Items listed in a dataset
========================================
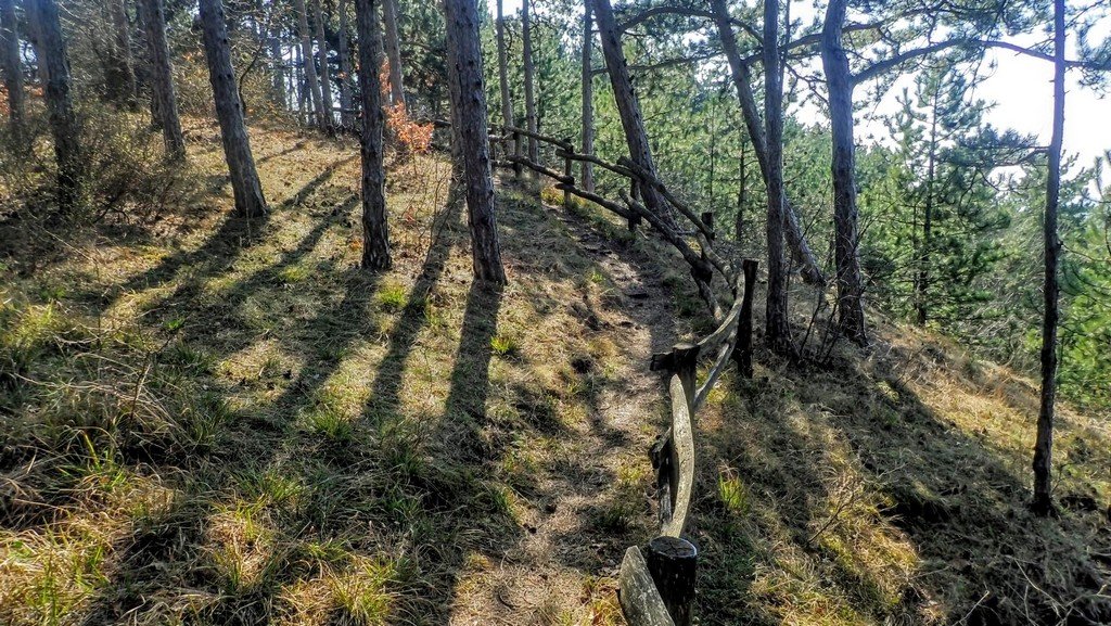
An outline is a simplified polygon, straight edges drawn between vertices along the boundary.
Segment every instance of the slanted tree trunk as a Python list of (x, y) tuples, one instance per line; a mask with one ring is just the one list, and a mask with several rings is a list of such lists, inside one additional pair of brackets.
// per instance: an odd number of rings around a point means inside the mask
[[(524, 123), (529, 132), (537, 132), (537, 99), (534, 91), (536, 68), (532, 64), (532, 18), (529, 11), (529, 0), (521, 1), (521, 40), (524, 57)], [(529, 160), (540, 162), (540, 143), (536, 137), (529, 138)]]
[(390, 103), (397, 107), (406, 101), (401, 41), (398, 37), (398, 0), (382, 0), (382, 23), (386, 27), (386, 54), (390, 60)]
[(386, 170), (382, 165), (382, 86), (378, 80), (382, 56), (382, 39), (378, 29), (380, 1), (354, 1), (359, 33), (359, 92), (363, 111), (362, 267), (372, 270), (387, 269), (392, 264), (386, 220)]
[(209, 79), (216, 100), (216, 117), (220, 121), (223, 156), (231, 175), (231, 189), (236, 197), (236, 212), (242, 217), (261, 217), (269, 210), (254, 170), (251, 141), (239, 106), (236, 70), (231, 67), (231, 46), (228, 43), (227, 19), (221, 0), (200, 0), (201, 29), (204, 57), (208, 59)]
[(140, 2), (149, 57), (148, 71), (153, 91), (152, 98), (158, 102), (158, 122), (162, 128), (162, 142), (166, 145), (168, 158), (182, 160), (186, 158), (186, 139), (181, 133), (181, 118), (178, 117), (178, 95), (173, 88), (170, 46), (166, 41), (166, 13), (162, 0), (140, 0)]
[(108, 0), (108, 17), (112, 22), (112, 43), (104, 67), (107, 93), (117, 106), (136, 106), (136, 73), (131, 64), (131, 30), (123, 0)]
[(327, 128), (324, 118), (324, 106), (321, 101), (320, 81), (317, 80), (317, 63), (312, 54), (312, 31), (309, 30), (309, 10), (304, 7), (304, 0), (293, 0), (293, 10), (297, 11), (297, 28), (301, 36), (301, 67), (304, 71), (304, 80), (309, 87), (309, 100), (312, 102), (312, 111), (318, 128)]
[(443, 7), (448, 23), (448, 46), (452, 49), (448, 68), (448, 80), (454, 87), (452, 121), (459, 129), (462, 149), (474, 277), (503, 285), (506, 269), (501, 265), (501, 245), (498, 241), (498, 222), (494, 217), (478, 2), (446, 0)]
[(354, 103), (351, 97), (351, 44), (348, 40), (348, 3), (340, 0), (340, 126), (344, 129), (354, 128), (354, 116), (351, 110)]
[[(602, 56), (605, 57), (605, 69), (613, 88), (618, 112), (621, 116), (621, 127), (624, 129), (625, 143), (629, 146), (629, 158), (649, 175), (659, 178), (655, 162), (652, 160), (652, 148), (648, 142), (644, 120), (640, 115), (640, 102), (633, 91), (629, 68), (625, 66), (624, 51), (613, 19), (613, 8), (610, 0), (593, 0), (598, 21), (598, 32), (602, 38)], [(668, 226), (674, 226), (674, 218), (667, 200), (652, 185), (640, 187), (648, 210), (660, 217)]]
[(58, 208), (64, 215), (80, 201), (84, 175), (80, 128), (73, 112), (69, 57), (54, 0), (28, 2), (27, 10), (38, 37), (39, 63), (47, 77), (44, 95), (58, 163)]
[(332, 79), (328, 69), (328, 37), (324, 30), (324, 12), (320, 0), (312, 1), (317, 16), (317, 51), (320, 56), (320, 105), (324, 108), (324, 130), (336, 131), (336, 112), (332, 109)]
[[(582, 153), (594, 155), (594, 31), (591, 0), (583, 0), (582, 13)], [(594, 165), (582, 161), (582, 188), (594, 190)]]
[[(833, 256), (837, 264), (839, 325), (845, 337), (868, 345), (864, 328), (864, 285), (860, 274), (857, 230), (855, 146), (853, 143), (853, 78), (841, 29), (848, 0), (830, 0), (822, 24), (822, 69), (829, 91), (830, 131), (833, 137)], [(769, 142), (771, 138), (769, 137)]]
[(23, 99), (23, 69), (19, 58), (16, 3), (13, 0), (0, 0), (0, 64), (3, 69), (3, 86), (8, 91), (9, 128), (16, 145), (22, 149), (26, 142), (23, 125), (27, 123), (27, 106)]
[[(834, 0), (835, 1), (835, 0)], [(783, 74), (779, 52), (779, 0), (764, 0), (764, 133), (768, 138), (768, 302), (764, 339), (778, 352), (793, 350), (787, 310), (783, 256)]]
[[(718, 33), (721, 38), (721, 47), (725, 51), (729, 60), (730, 73), (733, 86), (737, 88), (737, 97), (741, 103), (741, 112), (744, 117), (744, 127), (752, 139), (752, 150), (760, 166), (760, 175), (763, 177), (764, 187), (768, 186), (768, 141), (761, 126), (760, 112), (757, 108), (755, 95), (752, 91), (752, 76), (749, 66), (741, 58), (737, 46), (737, 37), (733, 34), (733, 27), (729, 19), (729, 8), (725, 0), (711, 0), (714, 22), (718, 26)], [(785, 225), (787, 242), (791, 247), (791, 257), (794, 262), (802, 268), (802, 279), (809, 285), (824, 285), (825, 277), (822, 276), (818, 267), (818, 259), (807, 237), (802, 232), (799, 217), (791, 207), (790, 200), (783, 206), (783, 218)]]
[(1064, 138), (1064, 0), (1053, 0), (1053, 135), (1049, 145), (1049, 172), (1045, 180), (1045, 307), (1042, 318), (1041, 408), (1038, 411), (1038, 436), (1034, 441), (1034, 497), (1032, 507), (1039, 515), (1053, 510), (1053, 414), (1057, 399), (1057, 325), (1060, 318), (1058, 264), (1061, 239), (1057, 232), (1057, 213), (1061, 202), (1061, 143)]
[[(498, 14), (496, 20), (496, 31), (498, 36), (498, 83), (501, 88), (501, 123), (502, 126), (517, 126), (513, 121), (513, 103), (509, 98), (509, 61), (506, 52), (506, 16), (502, 10), (502, 0), (498, 0)], [(509, 145), (506, 145), (509, 151)], [(521, 136), (513, 136), (513, 156), (521, 156)], [(517, 166), (514, 171), (521, 175), (521, 167)]]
========================================
### Task goal
Can you give the whole listing again with "slanted tree trunk" changed to "leaning tree trunk", keeping everything else the same and leaving out the pictures?

### Solution to this exercise
An outline is a simplified polygon, straight edges drawn between vertices along the boundary.
Segment every instance of the leaning tree trunk as a Python list of (x, y) tuples, one instance per line; a mask with one ring is just the one list, and a mask with several rings is a list of such lists, inside one additional pair of brackets.
// per instance: an odd number of rings around a point means inside the mask
[[(524, 123), (529, 132), (537, 132), (537, 99), (534, 91), (536, 68), (532, 64), (532, 18), (529, 11), (529, 0), (521, 1), (521, 40), (524, 57)], [(529, 160), (540, 162), (540, 143), (536, 137), (529, 138)]]
[(390, 103), (397, 107), (406, 101), (401, 41), (398, 37), (398, 0), (382, 0), (382, 23), (386, 27), (386, 54), (390, 60)]
[(386, 170), (382, 165), (382, 86), (378, 80), (382, 56), (382, 39), (378, 29), (380, 1), (354, 1), (359, 33), (359, 92), (363, 111), (362, 267), (372, 270), (387, 269), (392, 264), (386, 220)]
[(209, 79), (216, 100), (216, 117), (220, 121), (223, 156), (231, 175), (231, 189), (236, 197), (236, 212), (242, 217), (261, 217), (269, 210), (254, 170), (251, 141), (239, 106), (236, 70), (231, 67), (231, 46), (228, 43), (227, 19), (221, 0), (200, 0), (201, 29), (204, 57), (208, 59)]
[(140, 2), (149, 57), (148, 71), (153, 91), (152, 98), (158, 102), (158, 122), (162, 128), (162, 142), (166, 145), (168, 158), (182, 160), (186, 158), (186, 139), (181, 133), (181, 118), (178, 117), (178, 95), (173, 88), (170, 46), (166, 41), (166, 13), (162, 0), (140, 0)]
[(108, 0), (108, 17), (112, 22), (112, 43), (104, 67), (107, 93), (117, 106), (136, 106), (136, 73), (131, 64), (131, 30), (123, 0)]
[(327, 128), (324, 118), (324, 106), (321, 101), (320, 81), (317, 80), (317, 63), (312, 54), (312, 31), (309, 30), (309, 10), (304, 7), (304, 0), (293, 0), (293, 10), (297, 11), (297, 28), (301, 36), (301, 67), (304, 71), (304, 80), (309, 87), (309, 100), (312, 102), (312, 111), (318, 128)]
[(443, 7), (448, 23), (448, 46), (452, 49), (448, 68), (448, 80), (454, 87), (452, 121), (459, 129), (462, 149), (474, 277), (503, 285), (506, 269), (501, 265), (501, 245), (498, 241), (498, 222), (494, 217), (478, 2), (446, 0)]
[(354, 103), (351, 97), (351, 44), (348, 40), (348, 3), (340, 0), (340, 126), (344, 129), (354, 128), (354, 116), (351, 110)]
[[(602, 56), (605, 57), (605, 69), (613, 88), (618, 112), (621, 116), (621, 127), (624, 129), (625, 143), (629, 146), (629, 158), (649, 175), (659, 178), (655, 162), (652, 160), (652, 148), (648, 142), (644, 120), (640, 115), (640, 102), (633, 91), (629, 68), (625, 66), (624, 51), (613, 19), (613, 8), (610, 0), (593, 0), (598, 21), (598, 32), (602, 38)], [(668, 226), (674, 226), (674, 218), (667, 200), (652, 185), (640, 187), (648, 210), (660, 217)]]
[(58, 208), (64, 215), (80, 201), (84, 175), (80, 128), (73, 112), (69, 57), (54, 0), (28, 2), (27, 10), (38, 37), (39, 63), (47, 77), (44, 95), (58, 163)]
[(332, 79), (328, 69), (328, 37), (324, 30), (324, 12), (320, 0), (312, 1), (317, 16), (317, 51), (320, 56), (320, 105), (324, 108), (324, 130), (336, 131), (336, 112), (332, 109)]
[[(582, 153), (594, 155), (594, 31), (591, 0), (583, 0), (582, 13)], [(594, 165), (582, 161), (582, 188), (594, 190)]]
[[(833, 256), (837, 264), (839, 325), (845, 337), (868, 345), (864, 328), (864, 285), (860, 274), (857, 230), (855, 146), (853, 143), (853, 78), (841, 29), (848, 0), (830, 0), (822, 24), (822, 69), (829, 91), (830, 131), (833, 137)], [(769, 142), (771, 138), (769, 137)]]
[(23, 99), (23, 69), (19, 58), (16, 3), (13, 0), (0, 0), (0, 64), (3, 69), (3, 86), (8, 91), (9, 128), (16, 145), (22, 149), (26, 142), (23, 125), (27, 123), (27, 106)]
[[(834, 0), (835, 1), (835, 0)], [(783, 74), (779, 52), (779, 0), (764, 0), (764, 133), (768, 138), (768, 302), (764, 339), (778, 352), (793, 350), (787, 310), (783, 256)]]
[[(718, 33), (721, 38), (721, 47), (725, 51), (729, 60), (730, 73), (733, 86), (737, 88), (737, 97), (741, 103), (741, 112), (744, 117), (744, 127), (752, 139), (752, 150), (760, 166), (760, 175), (763, 177), (764, 187), (768, 186), (768, 141), (761, 126), (760, 112), (757, 108), (755, 95), (752, 91), (752, 76), (749, 66), (741, 58), (737, 46), (737, 37), (733, 34), (733, 27), (729, 19), (729, 8), (725, 0), (711, 0), (714, 22), (718, 26)], [(785, 225), (787, 242), (791, 247), (791, 257), (794, 262), (802, 268), (802, 279), (809, 285), (824, 285), (825, 277), (822, 276), (818, 267), (818, 259), (807, 237), (802, 232), (799, 217), (791, 207), (790, 200), (783, 206), (783, 218)]]
[(1064, 138), (1064, 0), (1053, 0), (1053, 135), (1049, 145), (1049, 172), (1045, 180), (1045, 307), (1042, 318), (1041, 408), (1038, 411), (1038, 436), (1034, 441), (1034, 497), (1032, 507), (1039, 515), (1053, 510), (1053, 414), (1057, 399), (1057, 325), (1060, 318), (1058, 264), (1061, 239), (1057, 232), (1057, 213), (1061, 202), (1061, 143)]
[[(498, 14), (496, 20), (496, 31), (498, 36), (498, 83), (501, 88), (501, 123), (502, 126), (517, 126), (513, 121), (513, 103), (509, 98), (509, 61), (506, 52), (506, 16), (502, 10), (502, 0), (498, 0)], [(509, 145), (506, 145), (509, 151)], [(521, 136), (513, 136), (513, 156), (521, 156)], [(517, 166), (514, 171), (521, 175), (521, 167)]]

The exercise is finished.